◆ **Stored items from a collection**
⟨
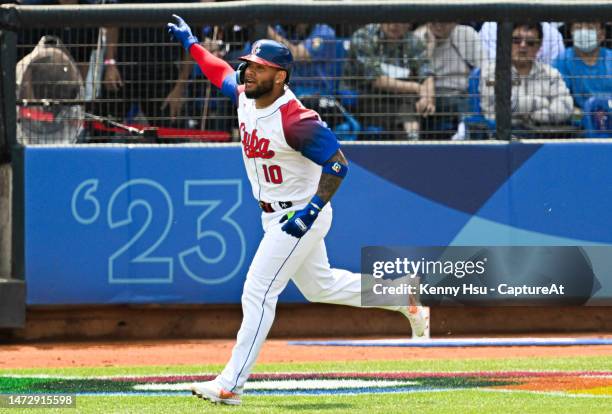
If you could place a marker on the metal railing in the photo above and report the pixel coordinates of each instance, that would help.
(373, 70)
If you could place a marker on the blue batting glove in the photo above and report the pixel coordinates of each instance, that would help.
(181, 32)
(299, 222)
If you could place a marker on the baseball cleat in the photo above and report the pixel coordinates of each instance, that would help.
(214, 393)
(419, 320)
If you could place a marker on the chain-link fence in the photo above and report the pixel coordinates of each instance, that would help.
(379, 81)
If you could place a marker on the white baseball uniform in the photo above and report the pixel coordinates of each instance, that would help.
(284, 146)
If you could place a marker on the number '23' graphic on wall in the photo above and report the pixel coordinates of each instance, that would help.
(139, 259)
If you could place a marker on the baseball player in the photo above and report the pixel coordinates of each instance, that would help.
(295, 165)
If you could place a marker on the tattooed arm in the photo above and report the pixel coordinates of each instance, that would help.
(329, 183)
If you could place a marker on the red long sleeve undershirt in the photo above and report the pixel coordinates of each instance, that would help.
(215, 69)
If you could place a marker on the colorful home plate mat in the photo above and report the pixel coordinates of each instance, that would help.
(462, 342)
(592, 384)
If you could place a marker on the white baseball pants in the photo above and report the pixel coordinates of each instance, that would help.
(281, 257)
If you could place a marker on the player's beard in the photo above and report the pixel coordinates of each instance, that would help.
(263, 88)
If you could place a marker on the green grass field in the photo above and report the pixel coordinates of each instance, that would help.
(472, 400)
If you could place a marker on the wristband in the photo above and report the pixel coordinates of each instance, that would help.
(335, 168)
(317, 202)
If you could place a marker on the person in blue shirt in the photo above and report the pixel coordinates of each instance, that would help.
(587, 66)
(317, 67)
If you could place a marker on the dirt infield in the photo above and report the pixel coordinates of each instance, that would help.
(191, 352)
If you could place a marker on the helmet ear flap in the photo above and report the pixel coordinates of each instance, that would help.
(240, 70)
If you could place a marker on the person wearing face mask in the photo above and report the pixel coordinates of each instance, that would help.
(586, 67)
(540, 98)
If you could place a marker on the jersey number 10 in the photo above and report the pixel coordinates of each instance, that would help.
(273, 174)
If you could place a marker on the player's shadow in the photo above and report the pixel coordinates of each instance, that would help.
(315, 407)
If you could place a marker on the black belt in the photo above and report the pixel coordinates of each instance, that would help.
(276, 206)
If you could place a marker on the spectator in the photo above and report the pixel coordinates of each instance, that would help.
(455, 50)
(539, 95)
(390, 64)
(586, 67)
(551, 45)
(316, 68)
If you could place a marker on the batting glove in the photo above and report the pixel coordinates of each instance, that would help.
(299, 222)
(181, 32)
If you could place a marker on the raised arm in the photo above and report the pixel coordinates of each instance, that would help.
(218, 71)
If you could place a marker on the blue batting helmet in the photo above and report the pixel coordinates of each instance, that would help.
(270, 53)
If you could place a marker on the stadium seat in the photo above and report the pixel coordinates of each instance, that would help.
(476, 125)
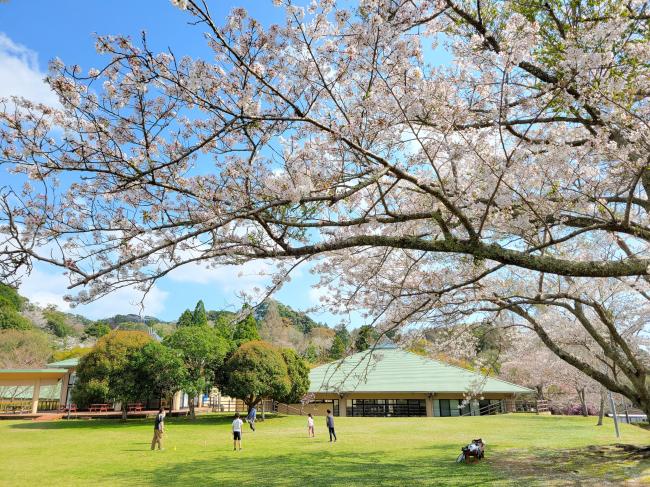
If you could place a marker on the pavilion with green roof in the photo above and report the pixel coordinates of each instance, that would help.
(388, 381)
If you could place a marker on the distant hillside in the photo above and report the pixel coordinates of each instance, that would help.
(115, 320)
(297, 318)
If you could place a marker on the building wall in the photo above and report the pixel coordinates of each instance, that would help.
(432, 401)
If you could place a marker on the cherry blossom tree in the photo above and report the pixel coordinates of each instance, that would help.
(335, 137)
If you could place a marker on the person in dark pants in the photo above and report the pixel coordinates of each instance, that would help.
(252, 414)
(329, 420)
(158, 429)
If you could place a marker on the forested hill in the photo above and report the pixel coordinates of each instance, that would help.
(297, 318)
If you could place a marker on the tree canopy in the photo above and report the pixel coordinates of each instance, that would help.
(103, 374)
(256, 370)
(199, 318)
(513, 181)
(202, 350)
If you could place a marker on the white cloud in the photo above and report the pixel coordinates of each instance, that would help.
(45, 288)
(229, 278)
(20, 74)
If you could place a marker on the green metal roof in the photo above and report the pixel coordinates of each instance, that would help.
(25, 392)
(389, 369)
(39, 371)
(64, 364)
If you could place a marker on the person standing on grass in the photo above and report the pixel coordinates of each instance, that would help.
⟩
◆ **Task brief**
Your task is to retype the records above in full and exactly, omitting the pictures.

◆ **Result**
If you could place a marker on the metal railing in the photo above and report the pixel coordinates of each instance, that would help.
(373, 70)
If you could place a marker on the blue batting glove in the photo above and report the pixel coordinates of each instance, that would help.
(181, 32)
(299, 222)
If you could place a marker on the baseball cleat in the photo above and report the pixel coordinates of each instance, that would help.
(214, 393)
(419, 320)
If you could place a marker on the chain-link fence in the photo above and report the pixel coordinates of each instance, that would help.
(379, 81)
If you could place a marker on the white baseball uniform in the photo above and report the pixel coordinates of each instance, that would help.
(284, 146)
If you could place a marker on the number '23' graphic on wall in the photo above and report the pixel coordinates of each instance, that would help.
(139, 259)
If you could place a marker on the baseball player in the photo above and report the pixel coordinates of each instance, that would help.
(295, 165)
If you could place a marker on the tattooed arm in the photo above and report the pixel coordinates of each instance, that would help.
(329, 183)
If you could place a marker on the red long sleeve undershirt in the photo above and report the pixel coordinates of each instance, that would help.
(215, 69)
If you could place a marker on the colorful home plate mat in the photo above and report the pixel coordinates of each instance, that would help.
(462, 342)
(592, 384)
If you could place a marker on the white baseball pants in the photo above and report the pixel coordinates of each instance, that would help.
(281, 257)
If you could place a marker on the player's beard in the photo above and report the pixel coordinates of each instance, that would help.
(263, 88)
If you could place a marker on the green grass field in the photo above and report the pixel coordinates of each instance, that would help.
(472, 400)
If you could place a marker on the wristband in the photo above and report the pixel coordinates of each instance, that would help.
(335, 168)
(317, 202)
If you could place a marker on the person in blue shirt in the photo above and report the pixel coordinates of each instance, that would help.
(587, 66)
(317, 67)
If you could place a marker on the dirt infield in the photo above and report the pixel coordinates of each instance, that would help.
(191, 352)
If you could place a marker on the helmet ear flap in the photo above and report the pixel coordinates of each instance, that would help.
(240, 70)
If you could place a marker on the person wearing face mask in the photo above and report the pixel coordinates of each instance, that would help.
(586, 67)
(540, 98)
If you could place a marker on the jersey number 10 in the photo above and report the pixel coordinates of each instance, that would help.
(273, 174)
If you could place a marker on the player's shadow in the photo above and report the pixel coordinates of each instance, that would help.
(315, 407)
If you could place a marker on the black belt in the photo above and report the pixel coordinates of each instance, that would help.
(276, 206)
If you could place a marker on the spectator in the photo above and report the pixel coordinates of each instance, that would help.
(455, 50)
(539, 95)
(390, 64)
(586, 67)
(551, 45)
(316, 68)
If you could place a marker on the batting glove in the photo above and report the pixel coordinates of each instance, that would help.
(299, 222)
(181, 32)
If you could place a marker on the raised arm in the photo above and report the pixel coordinates of each instance, that would help.
(218, 71)
If you could place a marker on the blue batting helmet in the photo above and report the pixel coordinates of each instance, that would help.
(270, 53)
If you could place a marker on the stadium seat in the photo above and report the pixel coordinates of each instance, that would help.
(476, 125)
If you could place a marker on the pavilion with green roof in the photo above and report the pixel coordinates of each instance, that would help.
(388, 381)
If you could place a marker on the distant hillside in the photo above and report the pixel coordinates of each instance, that would help.
(115, 320)
(297, 318)
If you could place a marker on the building wall in the photo above and report the pixel coordinates of each instance, that would help.
(432, 401)
If you could place a marker on the cherry blossom tree in the photo above and report the pixel coordinates of each instance, that would help.
(335, 137)
If you could place a marker on the person in dark pants in the photo above and report the pixel coordinates of each instance, that would help.
(252, 414)
(329, 420)
(158, 429)
If you could place a marker on the forested hill in the photo above and report the pixel coordinates of each instance, that would help.
(297, 318)
If you could place a marker on the tree canopy in the photo above and report the pixel coordinates of each instance, that would help.
(103, 374)
(256, 370)
(199, 318)
(513, 181)
(202, 350)
If you could place a marker on the white cloud in the photo above and report the pixel coordinates of each instance, that would help.
(45, 288)
(229, 278)
(20, 74)
If you could place a marker on the green metal roof in the photo above and report the pixel coordinates of each instance, that would help.
(25, 392)
(389, 369)
(39, 371)
(64, 364)
If you could place a marker on the person standing on grass in the photo above and report the pixel coordinates of each instance, that would help.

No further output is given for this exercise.